> **Requests**
**1.** According to the TpuGraphs dataset description, how does a layout configuration control the way tensors are placed in physical memory?
**2.** In the records, reproduce the lines from the line with "Task: the pointer indicates each instance of the headlight" up to and including the line with "[[840, 549], [142, 315], [1175, 449]]".
::: Source
TpuGraphs is a performance prediction dataset on full tensor programs, represented as computational graphs, running on Tensor Processing Units (TPUs). Each graph in the dataset represents the main computation of a machine learning workload, e.g., a training epoch or an inference step. Each data sample contains a computational graph, a compilation configuration, and the execution time of the graph when compiled with the configuration. The graphs in the dataset are collected from open-source machine learning programs, featuring popular model architectures (e.g., ResNet, EfficientNet, Mask R-CNN, and Transformer).
Please refer to our paper for more details about the importance and challenges of the dataset, how the dataset is generated, the model baselines, and the experimental results. Please cite the paper when using this dataset.
This is not an officially supported Google product.
The dataset consists of two compiler optimization collections: layout and tile. Layout configurations control how tensors are laid out in the physical memory, by specifying the dimension order of each input and output of an operation node. A tile configuration controls the tile size of each fused subgraph.
The dataset is located at http://download.tensorflow.org/data/tpu_graphs/v0.
You can use wget
or curl
command to download files.
- License: http://download.tensorflow.org/data/tpu_graphs/v0/LICENSE
- The statistics of all data collections can be found at http://download.tensorflow.org/data/tpu_graphs/v0/stat/*.csv. Please refer to http://download.tensorflow.org/data/tpu_graphs/v0/stat/README.md on the description of the statistics.
- Each tile data file is named as followed: http://download.tensorflow.org/data/tpu_graphs/v0/npz_tile_xla_{split}.tar
- Each layout data file is named as followed: http://download.tensorflow.org/data/tpu_graphs/v0/npz_layout_{source}_{search}_{split}.tar
- {source}:
xla
ornlp
- {search}:
default
orrandom
- {split}:
train
,valid
, ortest
- {source}:
To download all files, you may run (from a clone of this directory):
python3 echo_download_commands.py | bash
Removing the last pipe (| bash
) shows the commands for downloading the dataset
(a few curl
commands followed by tar xvf
).
To copy data for a specific collection, e.g. the layout:xla:random collection, run:
mkdir -p ~/data/tpugraphs
cd ~/data/tpugraphs
curl http://download.tensorflow.org/data/tpu_graphs/v0/npz_layout_xla_random_train.tar > npz_layout_xla_random_train.tar
curl http://download.tensorflow.org/data/tpu_graphs/v0/npz_layout_xla_random_valid.tar > npz_layout_xla_random_valid.tar
curl http://download.tensorflow.org/data/tpu_graphs/v0/npz_layout_xla_random_test.tar > npz_layout_xla_random_test.tar
tar xvf npz_layout_xla_random_train.tar
tar xvf npz_layout_xla_random_valid.tar
tar xvf npz_layout_xla_random_test.tar
For a description of these files, please scroll towards the end of this page ("Dataset File Description").
This repo hosts two training pipelines: tiles_train.py
and layout_train.py
,
respectively, for training models on the collections tile:xla
and
layout:{nlp|xla}:{random|default}
. Both scripts train for some epochs then
infer predictions on the test set. By default, the trained models are saved and
alongside a csv
file containing inference on the test set.
::::::
::: Data for this task
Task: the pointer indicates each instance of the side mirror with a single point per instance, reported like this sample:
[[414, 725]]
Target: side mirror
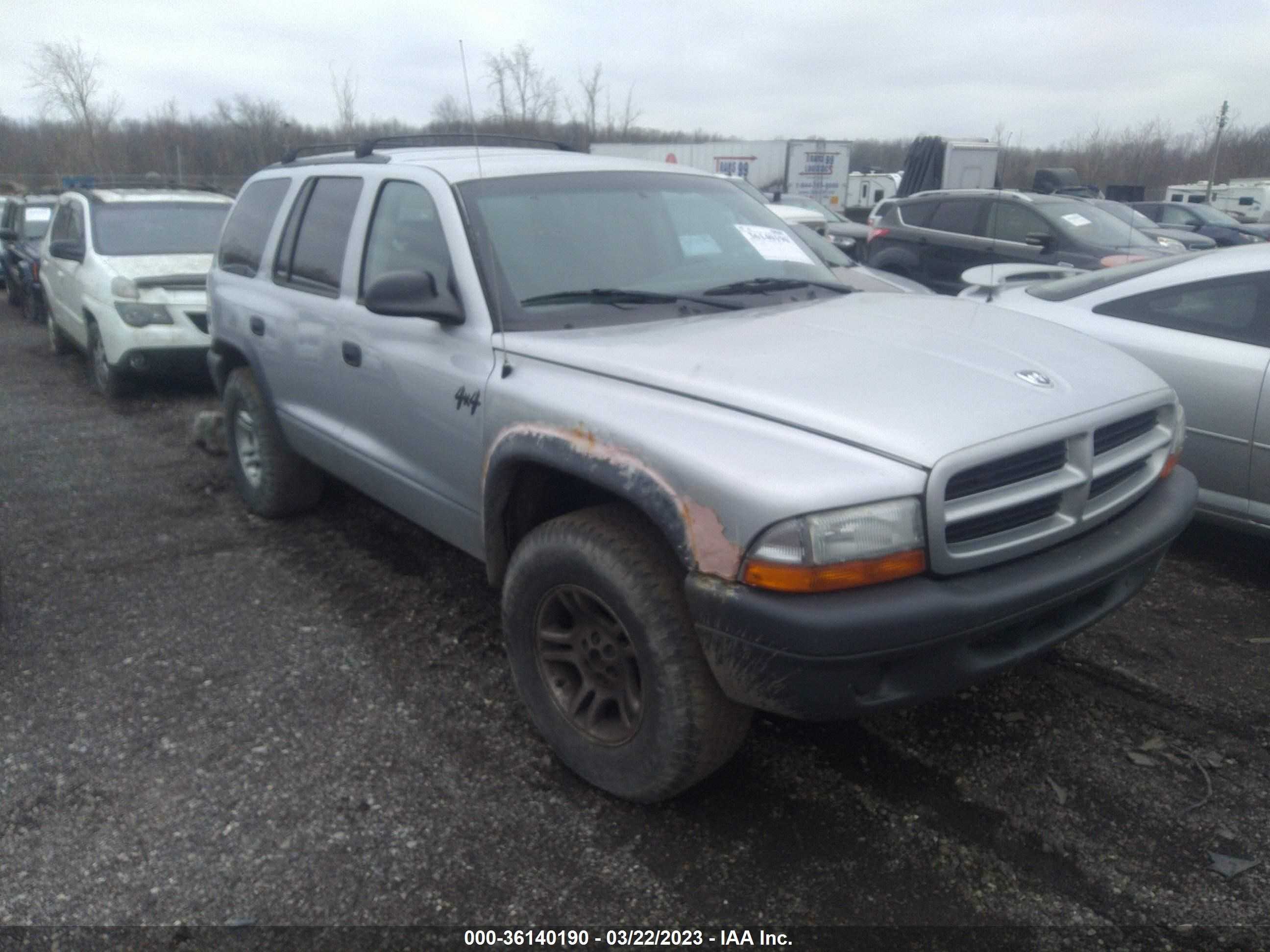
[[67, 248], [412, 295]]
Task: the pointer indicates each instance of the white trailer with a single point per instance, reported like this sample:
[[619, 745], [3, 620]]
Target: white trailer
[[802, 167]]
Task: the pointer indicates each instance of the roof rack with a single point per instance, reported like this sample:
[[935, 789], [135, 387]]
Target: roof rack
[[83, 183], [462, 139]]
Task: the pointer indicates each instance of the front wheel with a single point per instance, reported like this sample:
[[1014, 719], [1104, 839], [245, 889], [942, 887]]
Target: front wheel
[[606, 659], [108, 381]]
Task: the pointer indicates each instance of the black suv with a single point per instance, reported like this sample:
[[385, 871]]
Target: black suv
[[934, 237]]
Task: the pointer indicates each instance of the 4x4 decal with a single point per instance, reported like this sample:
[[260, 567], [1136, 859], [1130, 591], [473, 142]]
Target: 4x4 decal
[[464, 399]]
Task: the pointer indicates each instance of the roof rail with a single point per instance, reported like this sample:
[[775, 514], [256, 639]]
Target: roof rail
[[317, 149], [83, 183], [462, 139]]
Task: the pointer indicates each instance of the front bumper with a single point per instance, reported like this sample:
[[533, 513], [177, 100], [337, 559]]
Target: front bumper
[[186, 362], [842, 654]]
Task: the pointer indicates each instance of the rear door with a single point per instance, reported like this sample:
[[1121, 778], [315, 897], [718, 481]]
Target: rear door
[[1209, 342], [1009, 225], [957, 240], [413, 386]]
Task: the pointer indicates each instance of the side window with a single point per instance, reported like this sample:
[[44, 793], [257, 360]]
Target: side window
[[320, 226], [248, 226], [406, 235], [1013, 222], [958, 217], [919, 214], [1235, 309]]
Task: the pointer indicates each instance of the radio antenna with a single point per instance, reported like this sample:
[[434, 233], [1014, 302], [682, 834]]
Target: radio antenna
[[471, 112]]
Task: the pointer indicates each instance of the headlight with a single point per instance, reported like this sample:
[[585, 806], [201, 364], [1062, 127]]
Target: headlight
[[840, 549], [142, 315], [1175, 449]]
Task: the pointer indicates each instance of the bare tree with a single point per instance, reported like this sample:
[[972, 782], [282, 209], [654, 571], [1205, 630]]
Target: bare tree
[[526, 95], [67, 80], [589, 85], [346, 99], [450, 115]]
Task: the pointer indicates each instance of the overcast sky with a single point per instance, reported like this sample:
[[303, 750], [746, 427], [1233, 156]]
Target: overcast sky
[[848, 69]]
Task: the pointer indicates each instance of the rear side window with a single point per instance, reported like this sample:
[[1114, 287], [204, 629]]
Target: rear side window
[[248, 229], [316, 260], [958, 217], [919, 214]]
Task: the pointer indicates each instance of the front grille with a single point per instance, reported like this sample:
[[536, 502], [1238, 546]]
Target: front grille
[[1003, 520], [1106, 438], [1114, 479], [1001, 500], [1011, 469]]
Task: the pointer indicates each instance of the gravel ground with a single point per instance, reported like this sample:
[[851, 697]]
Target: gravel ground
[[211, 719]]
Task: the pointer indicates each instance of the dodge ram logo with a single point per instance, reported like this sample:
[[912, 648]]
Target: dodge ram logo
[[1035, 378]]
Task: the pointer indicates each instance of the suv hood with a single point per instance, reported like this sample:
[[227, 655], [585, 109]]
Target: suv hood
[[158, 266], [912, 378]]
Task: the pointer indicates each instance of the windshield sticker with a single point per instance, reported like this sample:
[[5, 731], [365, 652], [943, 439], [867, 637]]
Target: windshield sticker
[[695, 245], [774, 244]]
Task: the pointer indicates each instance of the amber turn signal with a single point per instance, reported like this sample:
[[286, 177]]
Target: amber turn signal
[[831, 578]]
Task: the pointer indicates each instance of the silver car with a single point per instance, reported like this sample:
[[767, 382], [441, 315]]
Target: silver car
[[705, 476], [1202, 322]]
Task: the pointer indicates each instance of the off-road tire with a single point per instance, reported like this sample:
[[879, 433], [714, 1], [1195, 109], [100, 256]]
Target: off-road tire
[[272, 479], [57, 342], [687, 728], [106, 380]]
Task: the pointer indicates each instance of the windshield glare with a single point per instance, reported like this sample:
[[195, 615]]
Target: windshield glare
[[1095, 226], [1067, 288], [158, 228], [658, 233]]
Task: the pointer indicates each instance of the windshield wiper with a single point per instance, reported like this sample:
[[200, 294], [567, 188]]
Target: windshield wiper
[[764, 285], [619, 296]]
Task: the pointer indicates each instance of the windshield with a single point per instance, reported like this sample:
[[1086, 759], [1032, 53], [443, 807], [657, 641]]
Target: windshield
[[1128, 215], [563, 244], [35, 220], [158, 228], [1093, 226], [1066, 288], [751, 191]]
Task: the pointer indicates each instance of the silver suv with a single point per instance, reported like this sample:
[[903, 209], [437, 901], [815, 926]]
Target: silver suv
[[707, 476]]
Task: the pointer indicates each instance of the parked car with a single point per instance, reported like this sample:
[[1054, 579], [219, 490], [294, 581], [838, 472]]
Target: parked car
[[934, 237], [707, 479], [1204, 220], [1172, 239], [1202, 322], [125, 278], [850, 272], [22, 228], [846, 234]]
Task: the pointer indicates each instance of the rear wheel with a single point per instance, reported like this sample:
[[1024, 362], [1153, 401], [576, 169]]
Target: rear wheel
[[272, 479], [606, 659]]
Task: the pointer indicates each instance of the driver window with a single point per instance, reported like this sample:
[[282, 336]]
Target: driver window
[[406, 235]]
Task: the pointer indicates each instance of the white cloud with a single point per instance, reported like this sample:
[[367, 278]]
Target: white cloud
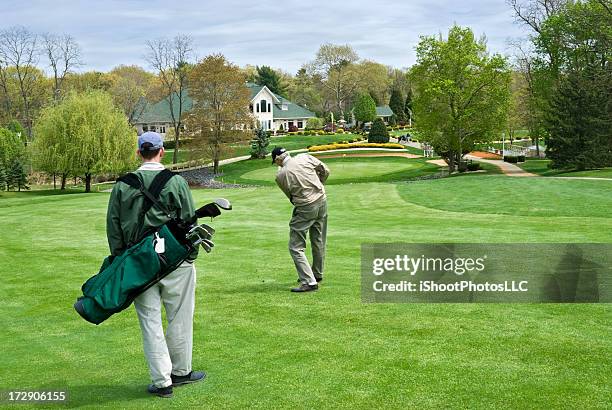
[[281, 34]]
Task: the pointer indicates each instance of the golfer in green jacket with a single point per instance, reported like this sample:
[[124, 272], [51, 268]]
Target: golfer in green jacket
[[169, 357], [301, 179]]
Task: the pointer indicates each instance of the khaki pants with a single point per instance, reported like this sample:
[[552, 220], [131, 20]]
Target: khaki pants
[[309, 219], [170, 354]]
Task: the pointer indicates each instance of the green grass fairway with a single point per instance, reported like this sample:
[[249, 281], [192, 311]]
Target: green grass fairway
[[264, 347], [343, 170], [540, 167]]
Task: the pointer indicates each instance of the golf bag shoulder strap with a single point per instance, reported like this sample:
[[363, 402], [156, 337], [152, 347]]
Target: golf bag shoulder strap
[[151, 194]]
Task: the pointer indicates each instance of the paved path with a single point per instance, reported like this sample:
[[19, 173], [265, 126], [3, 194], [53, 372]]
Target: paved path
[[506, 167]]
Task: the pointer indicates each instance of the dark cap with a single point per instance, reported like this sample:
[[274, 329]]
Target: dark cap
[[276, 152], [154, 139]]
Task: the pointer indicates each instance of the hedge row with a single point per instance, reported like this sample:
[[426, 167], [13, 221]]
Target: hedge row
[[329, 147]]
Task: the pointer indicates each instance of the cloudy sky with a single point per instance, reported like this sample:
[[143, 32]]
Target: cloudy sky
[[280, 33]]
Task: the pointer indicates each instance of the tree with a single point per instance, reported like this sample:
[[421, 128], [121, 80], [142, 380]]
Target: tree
::::::
> **Results**
**1.** A layout configuration sets the dimension order of each input and output of an operation node.

**2.**
Task: the pointer indicates each instance of the headlight with a single point per instance, reported like this sample:
[[585, 806], [201, 364], [1062, 127]]
Target: headlight
[[840, 549], [142, 315], [1175, 449]]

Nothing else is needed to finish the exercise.